WHAT IS ASKED ▸ Format the lines of these records as a numbered list, skipping any blank lines and including every record. Leave out the pictures.

(Excerpts of location labeling data)
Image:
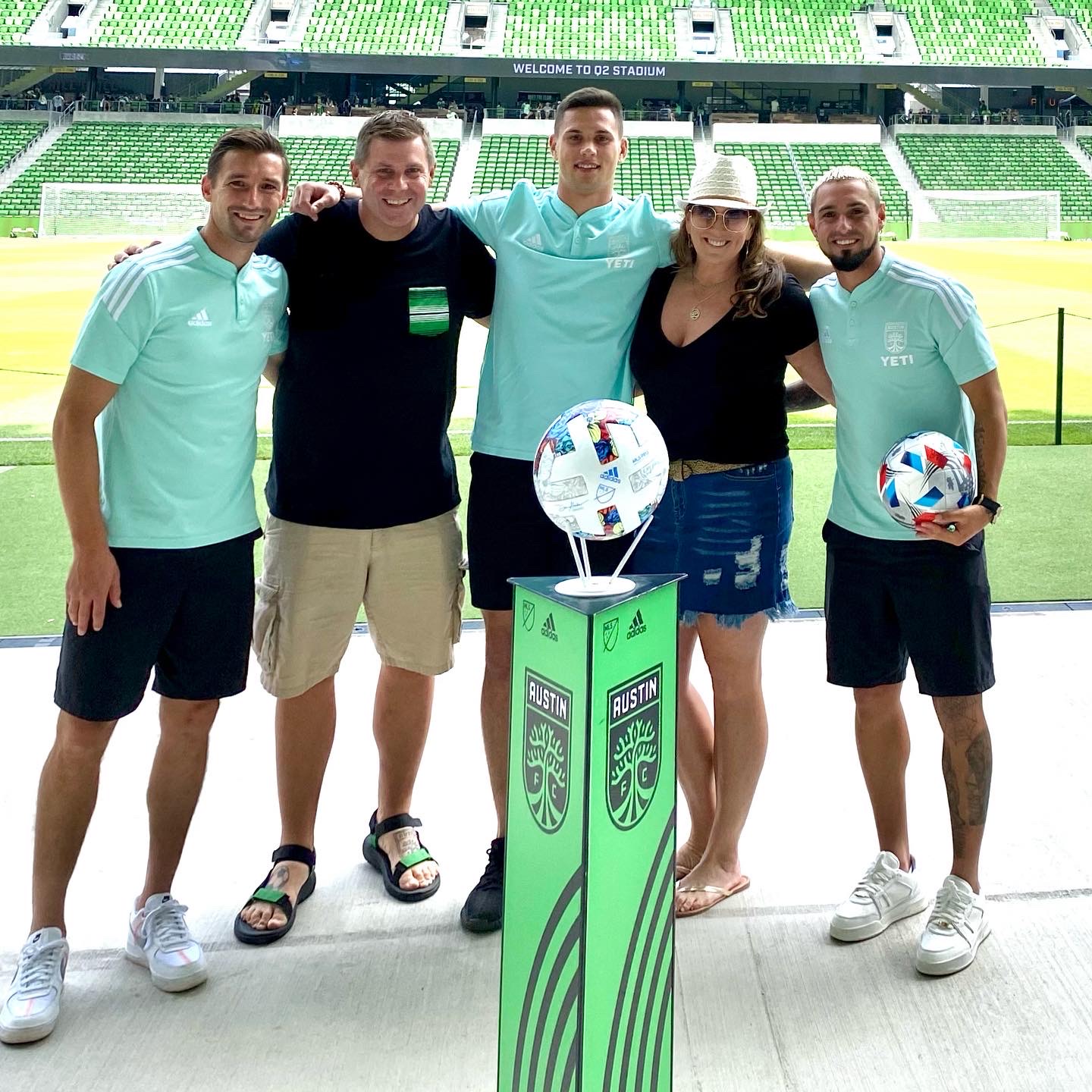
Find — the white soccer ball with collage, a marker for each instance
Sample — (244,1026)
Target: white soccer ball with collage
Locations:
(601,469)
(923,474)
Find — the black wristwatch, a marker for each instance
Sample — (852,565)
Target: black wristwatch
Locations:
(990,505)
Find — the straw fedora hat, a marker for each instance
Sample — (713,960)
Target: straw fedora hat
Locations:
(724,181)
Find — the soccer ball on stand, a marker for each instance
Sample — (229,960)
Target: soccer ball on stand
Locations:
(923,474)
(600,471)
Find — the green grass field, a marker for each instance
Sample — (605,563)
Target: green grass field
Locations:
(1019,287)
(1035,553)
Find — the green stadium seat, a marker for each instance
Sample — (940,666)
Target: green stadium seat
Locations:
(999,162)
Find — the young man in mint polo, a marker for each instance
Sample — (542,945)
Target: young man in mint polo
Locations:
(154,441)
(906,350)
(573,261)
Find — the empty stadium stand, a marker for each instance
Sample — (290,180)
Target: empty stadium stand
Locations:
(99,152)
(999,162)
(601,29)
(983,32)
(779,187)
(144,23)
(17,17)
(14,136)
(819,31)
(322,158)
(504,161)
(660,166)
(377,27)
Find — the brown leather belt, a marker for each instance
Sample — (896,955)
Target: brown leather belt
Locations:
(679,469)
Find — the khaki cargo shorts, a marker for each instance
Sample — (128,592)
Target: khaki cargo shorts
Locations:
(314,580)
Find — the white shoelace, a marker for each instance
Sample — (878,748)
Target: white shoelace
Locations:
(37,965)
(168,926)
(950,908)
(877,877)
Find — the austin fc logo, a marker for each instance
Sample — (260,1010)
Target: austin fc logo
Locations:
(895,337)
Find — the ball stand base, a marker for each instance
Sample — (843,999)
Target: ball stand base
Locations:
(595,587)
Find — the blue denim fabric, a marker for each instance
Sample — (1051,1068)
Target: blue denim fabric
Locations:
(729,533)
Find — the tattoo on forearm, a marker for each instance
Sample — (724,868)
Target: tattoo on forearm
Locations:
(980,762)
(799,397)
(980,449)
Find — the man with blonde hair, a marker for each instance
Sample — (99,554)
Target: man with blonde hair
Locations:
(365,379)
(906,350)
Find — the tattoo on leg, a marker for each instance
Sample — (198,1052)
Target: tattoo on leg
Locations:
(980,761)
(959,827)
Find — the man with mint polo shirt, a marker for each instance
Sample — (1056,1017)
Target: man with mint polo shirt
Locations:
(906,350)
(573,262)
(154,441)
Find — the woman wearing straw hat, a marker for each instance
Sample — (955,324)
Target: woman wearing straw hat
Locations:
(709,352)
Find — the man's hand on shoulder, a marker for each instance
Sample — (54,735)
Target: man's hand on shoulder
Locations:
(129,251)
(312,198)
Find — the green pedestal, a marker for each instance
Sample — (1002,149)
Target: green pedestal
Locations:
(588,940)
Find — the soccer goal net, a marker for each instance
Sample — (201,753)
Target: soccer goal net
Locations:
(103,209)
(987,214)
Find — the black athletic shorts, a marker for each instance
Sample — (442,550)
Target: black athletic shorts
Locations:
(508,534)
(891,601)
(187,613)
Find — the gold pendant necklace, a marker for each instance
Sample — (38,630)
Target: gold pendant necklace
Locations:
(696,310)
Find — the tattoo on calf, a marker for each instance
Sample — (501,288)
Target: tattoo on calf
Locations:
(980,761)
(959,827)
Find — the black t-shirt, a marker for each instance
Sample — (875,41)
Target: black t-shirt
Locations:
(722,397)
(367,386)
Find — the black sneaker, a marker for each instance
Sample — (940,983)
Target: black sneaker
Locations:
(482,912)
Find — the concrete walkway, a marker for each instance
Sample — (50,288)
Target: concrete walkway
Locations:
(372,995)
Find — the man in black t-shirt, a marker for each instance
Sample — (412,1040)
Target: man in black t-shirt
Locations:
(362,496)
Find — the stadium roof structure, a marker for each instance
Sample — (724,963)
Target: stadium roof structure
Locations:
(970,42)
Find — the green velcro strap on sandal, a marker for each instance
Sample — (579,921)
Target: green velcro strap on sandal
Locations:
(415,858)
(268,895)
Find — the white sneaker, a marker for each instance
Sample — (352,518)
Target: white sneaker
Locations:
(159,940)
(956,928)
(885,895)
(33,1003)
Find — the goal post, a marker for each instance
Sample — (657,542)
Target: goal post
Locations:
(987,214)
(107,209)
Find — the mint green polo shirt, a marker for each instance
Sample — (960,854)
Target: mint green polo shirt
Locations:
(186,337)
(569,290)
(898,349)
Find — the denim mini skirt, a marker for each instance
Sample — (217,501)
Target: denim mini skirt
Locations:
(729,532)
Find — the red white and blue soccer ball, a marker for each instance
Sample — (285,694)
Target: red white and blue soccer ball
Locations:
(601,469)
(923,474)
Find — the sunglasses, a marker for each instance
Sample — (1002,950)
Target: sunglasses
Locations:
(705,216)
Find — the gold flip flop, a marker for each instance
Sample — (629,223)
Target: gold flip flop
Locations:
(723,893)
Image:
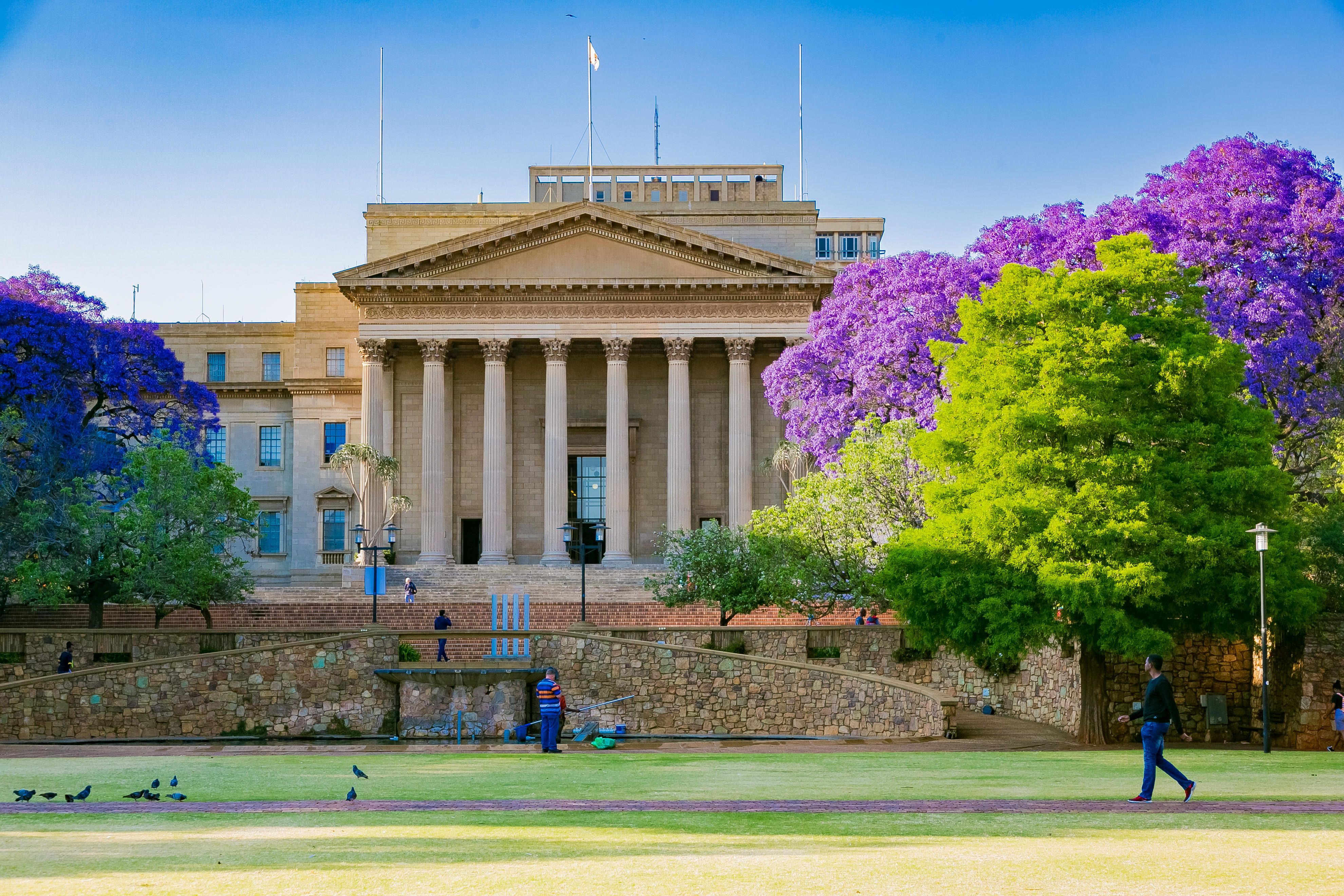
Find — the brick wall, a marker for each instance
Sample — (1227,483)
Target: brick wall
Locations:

IN RESPONSE ▸
1. Image:
2. Find — the white soccer ball with collage, a marker for each instance
3. Sample — (244,1026)
4. Target: white soccer ball with collage
5. Locations:
6. (601,469)
7. (923,474)
8. Find — the black wristwatch, a marker for each instance
9. Sample — (852,565)
10. Target: black wristwatch
11. Locations:
12. (990,505)
13. Find — the straw fedora hat, a marker for each instance
14. Sample — (713,960)
15. Target: straw fedora hat
16. Locations:
17. (724,181)
18. Find — the soccer ball on stand, a marker for each instance
19. Sample — (229,960)
20. Target: soccer ball on stand
21. Locations:
22. (923,474)
23. (600,471)
24. Find — the green grass field, a marker for each instance
25. Sample — (605,563)
26. Target: green grass field
27. Locations:
28. (1019,287)
29. (1035,553)
30. Find — the green stadium seat, a marker for each instance
31. Sample — (940,666)
32. Target: green stadium seat
33. Locations:
34. (999,162)
35. Find — the young man in mint polo, a marker for each instance
36. Sample — (542,945)
37. Target: young man in mint polo
38. Locations:
39. (154,441)
40. (906,350)
41. (573,261)
42. Find — the empty stadium stand, a marker for each instance
43. Sample — (290,180)
44. Target: empty stadium stand
45. Locations:
46. (99,152)
47. (999,162)
48. (601,29)
49. (983,32)
50. (779,187)
51. (144,23)
52. (17,17)
53. (14,136)
54. (819,31)
55. (322,158)
56. (504,161)
57. (660,166)
58. (377,27)
59. Find — the brown leather belt, a marker for each instance
60. Sample — (896,955)
61. Target: brown leather belt
62. Locations:
63. (679,469)
64. Find — the khaki cargo shorts, a marker for each instance
65. Sample — (128,592)
66. Target: khaki cargo shorts
67. Locations:
68. (314,580)
69. Find — the white shoelace, a marker for each instance
70. Sample — (878,748)
71. Target: white shoelace
72. Locations:
73. (37,965)
74. (168,926)
75. (950,908)
76. (877,877)
77. Find — the austin fc logo, a marker for each instance
78. Sample — (260,1010)
79. Target: austin fc logo
80. Locations:
81. (895,337)
82. Find — the ball stand base, a marker for each instance
83. Sample — (843,999)
84. Target: ball stand base
85. Locations:
86. (595,587)
87. Find — the blue denim fabric, a marker for each instance
88. Sample — (1051,1068)
89. Target: blue denim fabric
90. Locations:
91. (729,533)
92. Find — the tattoo on forearm, a marker for each instance
93. Sample — (724,868)
94. Target: tattoo on forearm
95. Locations:
96. (980,762)
97. (799,397)
98. (980,449)
99. Find — the man with blonde hair, a marker for each instance
100. Sample — (99,554)
101. Target: man with blonde hair
102. Locations:
103. (365,379)
104. (906,350)
105. Find — the tattoo on leg, a marker for each instance
106. Sample — (198,1052)
107. Target: tattoo on leg
108. Locations:
109. (980,761)
110. (959,827)
111. Find — the man with mint polo shirt, a marker for each instance
112. Sample — (1056,1017)
113. Target: man with mint polo shirt
114. Locations:
115. (906,350)
116. (573,262)
117. (154,441)
118. Find — the woman wearing straw hat, a marker for each instance
119. Sample — (955,324)
120. Target: woman wearing straw hat
121. Locations:
122. (709,352)
123. Find — the man's hand on shoulder, a marker for each instance
124. Sample — (54,735)
125. Target: man's hand on shoulder
126. Locations:
127. (129,251)
128. (312,198)
129. Find — the green pedestal, a marker for each instance
130. Sample — (1002,149)
131. Target: green pedestal
132. Locations:
133. (588,940)
134. Find — the soccer goal net, a marker for each instance
135. Sample — (201,753)
136. Target: soccer goal net
137. Locations:
138. (103,209)
139. (987,214)
140. Find — the black athletic shorts, a marker for each instance
141. Sample — (442,550)
142. Target: black athletic shorts
143. Locations:
144. (508,534)
145. (891,601)
146. (187,613)
147. Find — the gold pendant necklace, a marker for each instance
148. Sample — (38,630)
149. Target: gold pendant necklace
150. Locations:
151. (696,310)
152. Find — the tattoo on calf, a marker for each instance
153. Sample — (501,288)
154. Target: tattoo on calf
155. Locations:
156. (980,761)
157. (959,827)
158. Find — the black t-shirt, a marker for each instance
159. Sample — (875,41)
160. Target: black t-shirt
161. Locations:
162. (722,397)
163. (367,386)
164. Find — the black sneaker, a marker for each instance
165. Sample — (940,983)
166. Target: black sneaker
167. Locations:
168. (482,912)
169. Find — the concrete walkway, a marker for each instance
170. Sample — (50,288)
171. Target: concrete walkway
172. Locations:
173. (372,995)
174. Find — the man in black t-shirt, a marker for each instance
175. Sample — (412,1040)
176. Target: man in black t-shirt
177. Locations:
178. (362,496)
179. Find — the stadium roof structure, a marker for each instance
180. Sample — (724,963)
181. Target: stadium roof structure
182. Locations:
183. (970,42)
184. Find — the green velcro strap on sandal, a marker for each instance
185. Sample — (579,921)
186. Target: green velcro strap on sandal
187. Locations:
188. (415,858)
189. (268,895)
190. Find — the white sneaker, a marker for each instance
191. Sample — (352,518)
192. Target: white sneaker
193. Locations:
194. (159,940)
195. (956,928)
196. (885,895)
197. (33,1003)
198. Find — the goal post, a marker for each instance
199. Sample — (657,542)
200. Target: goal post
201. Locations:
202. (987,214)
203. (107,209)
204. Find — the mint green polo shirt, a marker for each instance
205. Sample — (960,854)
206. Target: mint green polo shirt
207. Locations:
208. (186,337)
209. (569,290)
210. (898,349)
211. Find — the denim mini skirt, a marker for each instance
212. Sample — (217,501)
213. Target: denim mini skirt
214. Locations:
215. (729,532)
216. Find — the red white and blue soccer ball, a marker for each instance
217. Sample — (285,694)
218. Target: red white and blue soccer ball
219. Locations:
220. (601,469)
221. (923,474)
222. Find — the sunglasses, a marker for each instance
223. Sample — (1002,950)
224. Target: sunglasses
225. Locations:
226. (705,216)
227. Find — the gold flip flop, a marker for each instance
228. Sample — (629,223)
229. Target: gold flip flop
230. Locations:
231. (723,893)
232. Image:
233. Find — the brick wall, a marker for each instance
234. Sample — (1227,483)
235. Target: brick wall
236. Locations:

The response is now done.